## Exercise requirements
Pick out every line of the material that contains the word "background", and copy each one unchanged.

## Supplied material
◆ ◆ ◆ ◆ ◆

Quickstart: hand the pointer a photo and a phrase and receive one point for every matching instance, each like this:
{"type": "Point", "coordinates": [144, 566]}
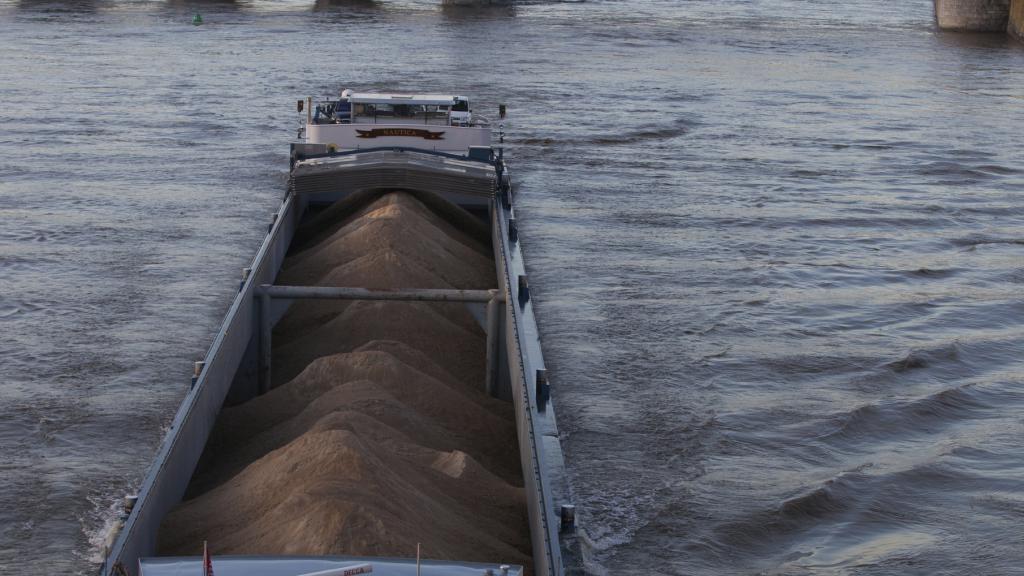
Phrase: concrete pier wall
{"type": "Point", "coordinates": [1016, 26]}
{"type": "Point", "coordinates": [973, 15]}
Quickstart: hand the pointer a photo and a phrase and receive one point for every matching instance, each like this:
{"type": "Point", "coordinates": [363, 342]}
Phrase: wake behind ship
{"type": "Point", "coordinates": [376, 400]}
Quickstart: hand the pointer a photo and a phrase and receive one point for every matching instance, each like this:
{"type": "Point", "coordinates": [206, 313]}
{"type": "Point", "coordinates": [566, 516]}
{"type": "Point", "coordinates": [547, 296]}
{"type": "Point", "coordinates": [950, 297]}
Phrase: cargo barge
{"type": "Point", "coordinates": [376, 400]}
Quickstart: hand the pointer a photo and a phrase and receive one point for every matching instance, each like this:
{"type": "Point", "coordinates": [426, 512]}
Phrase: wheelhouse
{"type": "Point", "coordinates": [435, 110]}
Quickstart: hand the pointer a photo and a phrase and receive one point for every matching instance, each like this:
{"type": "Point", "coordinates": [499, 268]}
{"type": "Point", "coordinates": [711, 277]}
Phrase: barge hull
{"type": "Point", "coordinates": [230, 369]}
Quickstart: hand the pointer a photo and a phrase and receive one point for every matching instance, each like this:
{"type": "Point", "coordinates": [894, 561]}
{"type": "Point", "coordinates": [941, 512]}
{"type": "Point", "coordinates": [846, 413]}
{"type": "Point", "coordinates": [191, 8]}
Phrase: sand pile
{"type": "Point", "coordinates": [377, 434]}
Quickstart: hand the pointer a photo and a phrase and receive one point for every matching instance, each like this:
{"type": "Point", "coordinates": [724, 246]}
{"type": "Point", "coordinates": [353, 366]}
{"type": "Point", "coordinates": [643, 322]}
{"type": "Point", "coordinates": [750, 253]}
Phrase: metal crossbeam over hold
{"type": "Point", "coordinates": [267, 292]}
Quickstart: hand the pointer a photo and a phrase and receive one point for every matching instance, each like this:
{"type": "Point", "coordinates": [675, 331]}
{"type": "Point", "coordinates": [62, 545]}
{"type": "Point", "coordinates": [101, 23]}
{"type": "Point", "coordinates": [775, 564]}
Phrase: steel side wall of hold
{"type": "Point", "coordinates": [1015, 27]}
{"type": "Point", "coordinates": [167, 480]}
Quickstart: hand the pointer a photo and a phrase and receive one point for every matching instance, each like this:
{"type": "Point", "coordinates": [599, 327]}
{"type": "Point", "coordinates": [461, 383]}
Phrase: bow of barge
{"type": "Point", "coordinates": [378, 386]}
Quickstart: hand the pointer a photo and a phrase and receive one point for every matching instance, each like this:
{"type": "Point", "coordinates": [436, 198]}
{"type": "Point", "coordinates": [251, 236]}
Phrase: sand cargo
{"type": "Point", "coordinates": [376, 400]}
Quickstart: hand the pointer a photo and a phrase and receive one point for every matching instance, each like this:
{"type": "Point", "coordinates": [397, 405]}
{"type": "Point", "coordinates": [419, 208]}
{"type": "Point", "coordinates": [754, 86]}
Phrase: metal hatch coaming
{"type": "Point", "coordinates": [463, 181]}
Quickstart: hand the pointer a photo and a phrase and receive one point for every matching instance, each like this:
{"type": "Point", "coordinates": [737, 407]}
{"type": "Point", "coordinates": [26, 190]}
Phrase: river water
{"type": "Point", "coordinates": [777, 248]}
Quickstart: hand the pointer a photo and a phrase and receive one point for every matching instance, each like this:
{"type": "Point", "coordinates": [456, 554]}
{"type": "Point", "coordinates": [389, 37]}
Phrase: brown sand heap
{"type": "Point", "coordinates": [378, 434]}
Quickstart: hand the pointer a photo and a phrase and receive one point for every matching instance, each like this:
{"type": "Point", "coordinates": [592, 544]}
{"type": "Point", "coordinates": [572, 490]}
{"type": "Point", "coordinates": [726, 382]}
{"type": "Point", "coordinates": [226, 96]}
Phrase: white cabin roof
{"type": "Point", "coordinates": [428, 99]}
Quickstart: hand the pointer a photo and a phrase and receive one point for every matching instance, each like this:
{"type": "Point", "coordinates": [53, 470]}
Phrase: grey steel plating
{"type": "Point", "coordinates": [232, 366]}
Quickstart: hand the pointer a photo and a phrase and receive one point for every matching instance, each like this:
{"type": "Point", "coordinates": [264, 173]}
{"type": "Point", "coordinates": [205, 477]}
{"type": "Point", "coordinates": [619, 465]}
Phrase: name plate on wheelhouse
{"type": "Point", "coordinates": [409, 132]}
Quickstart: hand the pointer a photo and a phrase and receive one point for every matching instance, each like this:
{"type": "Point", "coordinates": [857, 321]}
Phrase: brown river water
{"type": "Point", "coordinates": [777, 250]}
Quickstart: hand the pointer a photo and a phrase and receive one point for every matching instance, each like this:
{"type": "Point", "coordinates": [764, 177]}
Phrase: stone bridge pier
{"type": "Point", "coordinates": [981, 15]}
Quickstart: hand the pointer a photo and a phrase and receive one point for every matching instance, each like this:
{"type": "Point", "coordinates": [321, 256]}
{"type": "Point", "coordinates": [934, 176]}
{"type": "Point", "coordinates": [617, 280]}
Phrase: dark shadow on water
{"type": "Point", "coordinates": [476, 10]}
{"type": "Point", "coordinates": [347, 6]}
{"type": "Point", "coordinates": [984, 40]}
{"type": "Point", "coordinates": [70, 6]}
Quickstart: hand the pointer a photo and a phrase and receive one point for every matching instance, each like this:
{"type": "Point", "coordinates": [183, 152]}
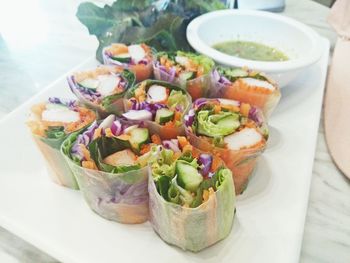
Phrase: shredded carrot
{"type": "Point", "coordinates": [177, 116]}
{"type": "Point", "coordinates": [217, 108]}
{"type": "Point", "coordinates": [211, 191]}
{"type": "Point", "coordinates": [195, 152]}
{"type": "Point", "coordinates": [215, 164]}
{"type": "Point", "coordinates": [140, 92]}
{"type": "Point", "coordinates": [245, 108]}
{"type": "Point", "coordinates": [89, 165]}
{"type": "Point", "coordinates": [182, 141]}
{"type": "Point", "coordinates": [169, 124]}
{"type": "Point", "coordinates": [200, 71]}
{"type": "Point", "coordinates": [177, 155]}
{"type": "Point", "coordinates": [118, 48]}
{"type": "Point", "coordinates": [231, 108]}
{"type": "Point", "coordinates": [97, 133]}
{"type": "Point", "coordinates": [124, 137]}
{"type": "Point", "coordinates": [145, 148]}
{"type": "Point", "coordinates": [108, 132]}
{"type": "Point", "coordinates": [205, 195]}
{"type": "Point", "coordinates": [156, 139]}
{"type": "Point", "coordinates": [187, 148]}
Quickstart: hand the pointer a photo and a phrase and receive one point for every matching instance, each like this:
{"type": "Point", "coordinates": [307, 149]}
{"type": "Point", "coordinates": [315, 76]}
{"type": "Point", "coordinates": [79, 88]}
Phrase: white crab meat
{"type": "Point", "coordinates": [90, 83]}
{"type": "Point", "coordinates": [229, 102]}
{"type": "Point", "coordinates": [258, 83]}
{"type": "Point", "coordinates": [137, 53]}
{"type": "Point", "coordinates": [156, 93]}
{"type": "Point", "coordinates": [245, 138]}
{"type": "Point", "coordinates": [60, 114]}
{"type": "Point", "coordinates": [125, 157]}
{"type": "Point", "coordinates": [183, 61]}
{"type": "Point", "coordinates": [138, 115]}
{"type": "Point", "coordinates": [107, 84]}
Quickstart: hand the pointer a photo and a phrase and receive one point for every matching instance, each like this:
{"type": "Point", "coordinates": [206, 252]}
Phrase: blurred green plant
{"type": "Point", "coordinates": [160, 24]}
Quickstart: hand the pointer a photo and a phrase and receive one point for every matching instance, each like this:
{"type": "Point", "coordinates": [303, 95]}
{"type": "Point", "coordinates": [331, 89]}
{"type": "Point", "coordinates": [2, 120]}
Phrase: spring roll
{"type": "Point", "coordinates": [137, 58]}
{"type": "Point", "coordinates": [246, 86]}
{"type": "Point", "coordinates": [234, 130]}
{"type": "Point", "coordinates": [192, 201]}
{"type": "Point", "coordinates": [109, 160]}
{"type": "Point", "coordinates": [102, 89]}
{"type": "Point", "coordinates": [188, 70]}
{"type": "Point", "coordinates": [50, 123]}
{"type": "Point", "coordinates": [160, 105]}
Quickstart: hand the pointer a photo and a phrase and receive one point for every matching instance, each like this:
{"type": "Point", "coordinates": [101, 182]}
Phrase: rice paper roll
{"type": "Point", "coordinates": [102, 89]}
{"type": "Point", "coordinates": [160, 105]}
{"type": "Point", "coordinates": [137, 58]}
{"type": "Point", "coordinates": [192, 201]}
{"type": "Point", "coordinates": [234, 130]}
{"type": "Point", "coordinates": [109, 160]}
{"type": "Point", "coordinates": [50, 123]}
{"type": "Point", "coordinates": [188, 70]}
{"type": "Point", "coordinates": [247, 86]}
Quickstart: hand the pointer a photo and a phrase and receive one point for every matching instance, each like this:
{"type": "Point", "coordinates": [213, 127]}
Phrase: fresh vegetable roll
{"type": "Point", "coordinates": [50, 123]}
{"type": "Point", "coordinates": [102, 89]}
{"type": "Point", "coordinates": [234, 130]}
{"type": "Point", "coordinates": [189, 70]}
{"type": "Point", "coordinates": [137, 58]}
{"type": "Point", "coordinates": [109, 160]}
{"type": "Point", "coordinates": [246, 86]}
{"type": "Point", "coordinates": [160, 105]}
{"type": "Point", "coordinates": [192, 201]}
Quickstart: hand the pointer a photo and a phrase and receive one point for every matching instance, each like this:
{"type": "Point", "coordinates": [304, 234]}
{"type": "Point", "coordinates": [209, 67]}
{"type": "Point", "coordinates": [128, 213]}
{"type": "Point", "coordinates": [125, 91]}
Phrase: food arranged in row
{"type": "Point", "coordinates": [161, 104]}
{"type": "Point", "coordinates": [51, 122]}
{"type": "Point", "coordinates": [234, 130]}
{"type": "Point", "coordinates": [139, 149]}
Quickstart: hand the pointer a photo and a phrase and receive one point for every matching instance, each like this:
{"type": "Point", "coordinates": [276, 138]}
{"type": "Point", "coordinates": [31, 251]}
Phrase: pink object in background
{"type": "Point", "coordinates": [337, 110]}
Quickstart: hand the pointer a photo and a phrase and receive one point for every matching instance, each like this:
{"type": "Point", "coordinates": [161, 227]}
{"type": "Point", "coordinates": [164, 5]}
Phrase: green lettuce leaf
{"type": "Point", "coordinates": [212, 125]}
{"type": "Point", "coordinates": [161, 24]}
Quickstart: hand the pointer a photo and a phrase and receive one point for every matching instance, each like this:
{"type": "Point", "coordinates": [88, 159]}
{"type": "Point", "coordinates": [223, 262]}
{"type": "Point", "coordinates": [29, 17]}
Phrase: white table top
{"type": "Point", "coordinates": [53, 41]}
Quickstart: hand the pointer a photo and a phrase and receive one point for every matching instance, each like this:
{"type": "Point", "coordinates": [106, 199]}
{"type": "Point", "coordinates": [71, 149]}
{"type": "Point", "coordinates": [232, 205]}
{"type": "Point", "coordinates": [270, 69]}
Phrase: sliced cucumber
{"type": "Point", "coordinates": [164, 115]}
{"type": "Point", "coordinates": [89, 83]}
{"type": "Point", "coordinates": [187, 176]}
{"type": "Point", "coordinates": [237, 72]}
{"type": "Point", "coordinates": [139, 136]}
{"type": "Point", "coordinates": [123, 58]}
{"type": "Point", "coordinates": [157, 94]}
{"type": "Point", "coordinates": [138, 115]}
{"type": "Point", "coordinates": [230, 122]}
{"type": "Point", "coordinates": [185, 76]}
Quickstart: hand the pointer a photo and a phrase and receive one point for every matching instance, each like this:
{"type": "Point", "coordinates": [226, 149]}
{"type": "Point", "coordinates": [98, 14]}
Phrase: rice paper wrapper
{"type": "Point", "coordinates": [119, 197]}
{"type": "Point", "coordinates": [56, 165]}
{"type": "Point", "coordinates": [165, 132]}
{"type": "Point", "coordinates": [197, 88]}
{"type": "Point", "coordinates": [116, 105]}
{"type": "Point", "coordinates": [197, 228]}
{"type": "Point", "coordinates": [240, 162]}
{"type": "Point", "coordinates": [266, 102]}
{"type": "Point", "coordinates": [141, 71]}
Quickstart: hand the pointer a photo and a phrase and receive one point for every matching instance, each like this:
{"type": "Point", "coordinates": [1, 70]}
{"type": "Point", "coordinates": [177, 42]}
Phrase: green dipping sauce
{"type": "Point", "coordinates": [250, 50]}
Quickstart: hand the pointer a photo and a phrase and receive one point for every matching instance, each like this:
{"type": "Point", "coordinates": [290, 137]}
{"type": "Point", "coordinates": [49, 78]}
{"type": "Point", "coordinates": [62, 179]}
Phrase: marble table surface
{"type": "Point", "coordinates": [40, 40]}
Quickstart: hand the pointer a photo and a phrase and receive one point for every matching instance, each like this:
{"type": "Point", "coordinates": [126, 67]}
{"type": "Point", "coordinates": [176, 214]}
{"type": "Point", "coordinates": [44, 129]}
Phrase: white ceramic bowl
{"type": "Point", "coordinates": [299, 42]}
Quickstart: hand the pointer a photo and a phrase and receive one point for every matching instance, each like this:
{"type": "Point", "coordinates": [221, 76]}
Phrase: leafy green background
{"type": "Point", "coordinates": [160, 24]}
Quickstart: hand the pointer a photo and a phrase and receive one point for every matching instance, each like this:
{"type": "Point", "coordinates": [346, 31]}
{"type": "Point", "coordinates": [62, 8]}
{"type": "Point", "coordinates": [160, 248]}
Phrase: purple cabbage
{"type": "Point", "coordinates": [69, 103]}
{"type": "Point", "coordinates": [151, 107]}
{"type": "Point", "coordinates": [161, 72]}
{"type": "Point", "coordinates": [172, 144]}
{"type": "Point", "coordinates": [189, 118]}
{"type": "Point", "coordinates": [256, 115]}
{"type": "Point", "coordinates": [205, 160]}
{"type": "Point", "coordinates": [84, 94]}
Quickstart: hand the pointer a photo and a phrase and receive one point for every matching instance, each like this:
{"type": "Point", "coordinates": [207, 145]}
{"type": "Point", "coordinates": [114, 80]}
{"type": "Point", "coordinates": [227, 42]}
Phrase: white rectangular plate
{"type": "Point", "coordinates": [270, 214]}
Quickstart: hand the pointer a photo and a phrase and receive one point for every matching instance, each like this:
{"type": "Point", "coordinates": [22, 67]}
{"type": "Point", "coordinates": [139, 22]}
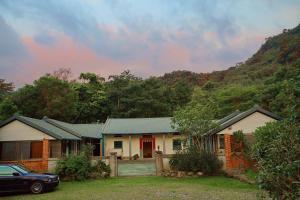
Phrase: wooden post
{"type": "Point", "coordinates": [158, 163]}
{"type": "Point", "coordinates": [129, 147]}
{"type": "Point", "coordinates": [164, 143]}
{"type": "Point", "coordinates": [113, 164]}
{"type": "Point", "coordinates": [45, 155]}
{"type": "Point", "coordinates": [100, 149]}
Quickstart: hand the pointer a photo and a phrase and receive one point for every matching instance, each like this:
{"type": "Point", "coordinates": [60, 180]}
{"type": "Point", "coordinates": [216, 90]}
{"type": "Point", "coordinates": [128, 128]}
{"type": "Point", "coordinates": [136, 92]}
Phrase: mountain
{"type": "Point", "coordinates": [277, 51]}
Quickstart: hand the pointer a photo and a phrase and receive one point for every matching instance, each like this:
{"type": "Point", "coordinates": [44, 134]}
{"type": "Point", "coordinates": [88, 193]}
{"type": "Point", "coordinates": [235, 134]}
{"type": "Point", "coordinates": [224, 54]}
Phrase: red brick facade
{"type": "Point", "coordinates": [39, 165]}
{"type": "Point", "coordinates": [233, 160]}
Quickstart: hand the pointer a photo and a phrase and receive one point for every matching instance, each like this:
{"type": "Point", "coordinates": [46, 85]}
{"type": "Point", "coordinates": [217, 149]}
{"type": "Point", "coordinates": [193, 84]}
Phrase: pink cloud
{"type": "Point", "coordinates": [64, 53]}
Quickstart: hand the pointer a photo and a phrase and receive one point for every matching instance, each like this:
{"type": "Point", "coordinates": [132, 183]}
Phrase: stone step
{"type": "Point", "coordinates": [136, 168]}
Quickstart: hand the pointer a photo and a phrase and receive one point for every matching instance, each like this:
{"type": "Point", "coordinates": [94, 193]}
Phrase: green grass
{"type": "Point", "coordinates": [251, 174]}
{"type": "Point", "coordinates": [149, 188]}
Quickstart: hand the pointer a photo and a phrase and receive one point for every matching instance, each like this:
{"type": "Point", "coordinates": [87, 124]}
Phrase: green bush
{"type": "Point", "coordinates": [100, 170]}
{"type": "Point", "coordinates": [75, 167]}
{"type": "Point", "coordinates": [79, 167]}
{"type": "Point", "coordinates": [277, 152]}
{"type": "Point", "coordinates": [195, 160]}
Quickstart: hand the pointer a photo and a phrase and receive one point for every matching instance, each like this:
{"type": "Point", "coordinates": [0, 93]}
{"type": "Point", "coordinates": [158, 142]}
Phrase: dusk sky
{"type": "Point", "coordinates": [147, 37]}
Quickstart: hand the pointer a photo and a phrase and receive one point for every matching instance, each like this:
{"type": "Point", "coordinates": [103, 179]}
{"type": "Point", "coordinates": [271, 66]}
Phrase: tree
{"type": "Point", "coordinates": [5, 88]}
{"type": "Point", "coordinates": [91, 104]}
{"type": "Point", "coordinates": [56, 98]}
{"type": "Point", "coordinates": [277, 152]}
{"type": "Point", "coordinates": [117, 86]}
{"type": "Point", "coordinates": [195, 120]}
{"type": "Point", "coordinates": [7, 108]}
{"type": "Point", "coordinates": [48, 96]}
{"type": "Point", "coordinates": [63, 74]}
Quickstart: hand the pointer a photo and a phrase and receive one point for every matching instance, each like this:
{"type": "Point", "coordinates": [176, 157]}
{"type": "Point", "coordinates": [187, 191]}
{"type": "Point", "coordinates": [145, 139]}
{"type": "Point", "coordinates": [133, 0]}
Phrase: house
{"type": "Point", "coordinates": [220, 141]}
{"type": "Point", "coordinates": [39, 143]}
{"type": "Point", "coordinates": [140, 137]}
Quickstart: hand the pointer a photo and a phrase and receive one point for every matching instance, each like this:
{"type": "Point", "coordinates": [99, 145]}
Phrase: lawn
{"type": "Point", "coordinates": [149, 188]}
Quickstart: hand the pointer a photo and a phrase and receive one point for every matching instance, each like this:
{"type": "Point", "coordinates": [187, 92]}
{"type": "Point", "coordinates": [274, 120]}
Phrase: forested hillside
{"type": "Point", "coordinates": [270, 78]}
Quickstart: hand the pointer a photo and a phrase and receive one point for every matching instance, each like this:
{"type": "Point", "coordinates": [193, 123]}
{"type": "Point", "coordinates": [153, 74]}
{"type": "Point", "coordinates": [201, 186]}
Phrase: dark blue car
{"type": "Point", "coordinates": [15, 178]}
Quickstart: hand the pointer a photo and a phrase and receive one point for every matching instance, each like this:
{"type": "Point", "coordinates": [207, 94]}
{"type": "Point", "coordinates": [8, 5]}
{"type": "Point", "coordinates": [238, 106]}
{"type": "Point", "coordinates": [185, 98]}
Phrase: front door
{"type": "Point", "coordinates": [147, 149]}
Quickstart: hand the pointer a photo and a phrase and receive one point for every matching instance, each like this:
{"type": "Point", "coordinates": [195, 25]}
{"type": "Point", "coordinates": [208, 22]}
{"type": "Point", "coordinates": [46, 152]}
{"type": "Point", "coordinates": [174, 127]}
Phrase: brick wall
{"type": "Point", "coordinates": [234, 160]}
{"type": "Point", "coordinates": [39, 165]}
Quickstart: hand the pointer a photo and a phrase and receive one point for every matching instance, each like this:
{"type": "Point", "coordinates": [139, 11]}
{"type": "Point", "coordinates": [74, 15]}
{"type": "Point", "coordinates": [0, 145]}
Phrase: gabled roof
{"type": "Point", "coordinates": [138, 125]}
{"type": "Point", "coordinates": [238, 116]}
{"type": "Point", "coordinates": [80, 130]}
{"type": "Point", "coordinates": [42, 126]}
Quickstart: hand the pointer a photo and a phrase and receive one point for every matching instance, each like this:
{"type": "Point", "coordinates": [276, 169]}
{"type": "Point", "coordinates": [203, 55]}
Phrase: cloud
{"type": "Point", "coordinates": [12, 50]}
{"type": "Point", "coordinates": [148, 37]}
{"type": "Point", "coordinates": [45, 39]}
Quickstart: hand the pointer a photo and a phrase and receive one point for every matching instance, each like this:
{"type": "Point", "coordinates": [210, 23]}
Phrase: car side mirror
{"type": "Point", "coordinates": [16, 174]}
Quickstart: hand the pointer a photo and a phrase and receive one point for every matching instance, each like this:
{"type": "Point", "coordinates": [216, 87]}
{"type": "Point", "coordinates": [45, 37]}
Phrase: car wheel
{"type": "Point", "coordinates": [37, 187]}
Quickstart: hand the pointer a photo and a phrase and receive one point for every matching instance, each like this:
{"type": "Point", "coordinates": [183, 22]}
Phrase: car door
{"type": "Point", "coordinates": [8, 181]}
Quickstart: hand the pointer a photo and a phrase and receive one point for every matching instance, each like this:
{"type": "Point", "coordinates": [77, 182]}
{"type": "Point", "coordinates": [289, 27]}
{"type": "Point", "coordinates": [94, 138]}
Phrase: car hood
{"type": "Point", "coordinates": [46, 175]}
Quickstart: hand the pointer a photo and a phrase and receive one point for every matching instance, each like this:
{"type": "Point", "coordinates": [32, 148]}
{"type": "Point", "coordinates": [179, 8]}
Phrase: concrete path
{"type": "Point", "coordinates": [136, 167]}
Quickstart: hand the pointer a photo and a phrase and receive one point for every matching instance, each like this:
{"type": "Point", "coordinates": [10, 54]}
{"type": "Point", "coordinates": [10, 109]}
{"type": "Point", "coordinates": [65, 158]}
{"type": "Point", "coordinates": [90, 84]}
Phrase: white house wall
{"type": "Point", "coordinates": [18, 131]}
{"type": "Point", "coordinates": [248, 124]}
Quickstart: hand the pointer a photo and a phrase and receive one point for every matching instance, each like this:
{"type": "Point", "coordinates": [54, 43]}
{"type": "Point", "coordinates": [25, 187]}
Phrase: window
{"type": "Point", "coordinates": [118, 144]}
{"type": "Point", "coordinates": [21, 150]}
{"type": "Point", "coordinates": [55, 149]}
{"type": "Point", "coordinates": [36, 150]}
{"type": "Point", "coordinates": [6, 171]}
{"type": "Point", "coordinates": [221, 142]}
{"type": "Point", "coordinates": [177, 144]}
{"type": "Point", "coordinates": [117, 135]}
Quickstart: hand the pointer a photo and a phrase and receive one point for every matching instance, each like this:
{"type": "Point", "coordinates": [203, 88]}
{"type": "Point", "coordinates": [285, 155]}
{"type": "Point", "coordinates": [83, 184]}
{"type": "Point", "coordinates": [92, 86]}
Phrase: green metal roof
{"type": "Point", "coordinates": [42, 126]}
{"type": "Point", "coordinates": [81, 130]}
{"type": "Point", "coordinates": [138, 125]}
{"type": "Point", "coordinates": [237, 116]}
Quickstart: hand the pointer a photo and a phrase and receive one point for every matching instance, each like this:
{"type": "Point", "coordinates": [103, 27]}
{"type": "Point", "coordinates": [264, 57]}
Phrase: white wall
{"type": "Point", "coordinates": [18, 131]}
{"type": "Point", "coordinates": [249, 124]}
{"type": "Point", "coordinates": [135, 143]}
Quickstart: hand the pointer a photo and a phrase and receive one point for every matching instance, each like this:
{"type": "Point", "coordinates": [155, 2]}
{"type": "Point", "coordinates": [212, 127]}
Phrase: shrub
{"type": "Point", "coordinates": [100, 170]}
{"type": "Point", "coordinates": [196, 160]}
{"type": "Point", "coordinates": [277, 152]}
{"type": "Point", "coordinates": [75, 167]}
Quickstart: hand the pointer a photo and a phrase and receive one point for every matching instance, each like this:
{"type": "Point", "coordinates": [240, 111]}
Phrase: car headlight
{"type": "Point", "coordinates": [49, 180]}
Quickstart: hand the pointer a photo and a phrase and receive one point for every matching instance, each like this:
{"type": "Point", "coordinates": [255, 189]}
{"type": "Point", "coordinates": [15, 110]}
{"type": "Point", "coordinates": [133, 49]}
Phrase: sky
{"type": "Point", "coordinates": [147, 37]}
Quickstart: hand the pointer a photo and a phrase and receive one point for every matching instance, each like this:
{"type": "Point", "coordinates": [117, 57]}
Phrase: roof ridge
{"type": "Point", "coordinates": [26, 121]}
{"type": "Point", "coordinates": [52, 122]}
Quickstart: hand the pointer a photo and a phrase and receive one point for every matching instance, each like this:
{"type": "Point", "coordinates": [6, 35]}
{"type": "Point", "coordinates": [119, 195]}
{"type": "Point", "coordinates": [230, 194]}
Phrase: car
{"type": "Point", "coordinates": [15, 178]}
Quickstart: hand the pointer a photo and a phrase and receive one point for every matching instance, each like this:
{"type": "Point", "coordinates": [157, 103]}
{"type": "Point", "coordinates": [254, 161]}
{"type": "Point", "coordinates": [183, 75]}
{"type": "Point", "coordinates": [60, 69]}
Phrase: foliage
{"type": "Point", "coordinates": [196, 160]}
{"type": "Point", "coordinates": [241, 145]}
{"type": "Point", "coordinates": [101, 169]}
{"type": "Point", "coordinates": [5, 88]}
{"type": "Point", "coordinates": [7, 108]}
{"type": "Point", "coordinates": [270, 78]}
{"type": "Point", "coordinates": [196, 119]}
{"type": "Point", "coordinates": [277, 152]}
{"type": "Point", "coordinates": [79, 167]}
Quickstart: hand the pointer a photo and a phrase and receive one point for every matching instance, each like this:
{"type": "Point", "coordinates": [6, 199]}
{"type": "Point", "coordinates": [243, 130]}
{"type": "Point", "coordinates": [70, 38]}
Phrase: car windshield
{"type": "Point", "coordinates": [21, 169]}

◆ ◆ ◆ ◆ ◆

## Exercise output
Phrase: pink object in background
Phrase: leafy green background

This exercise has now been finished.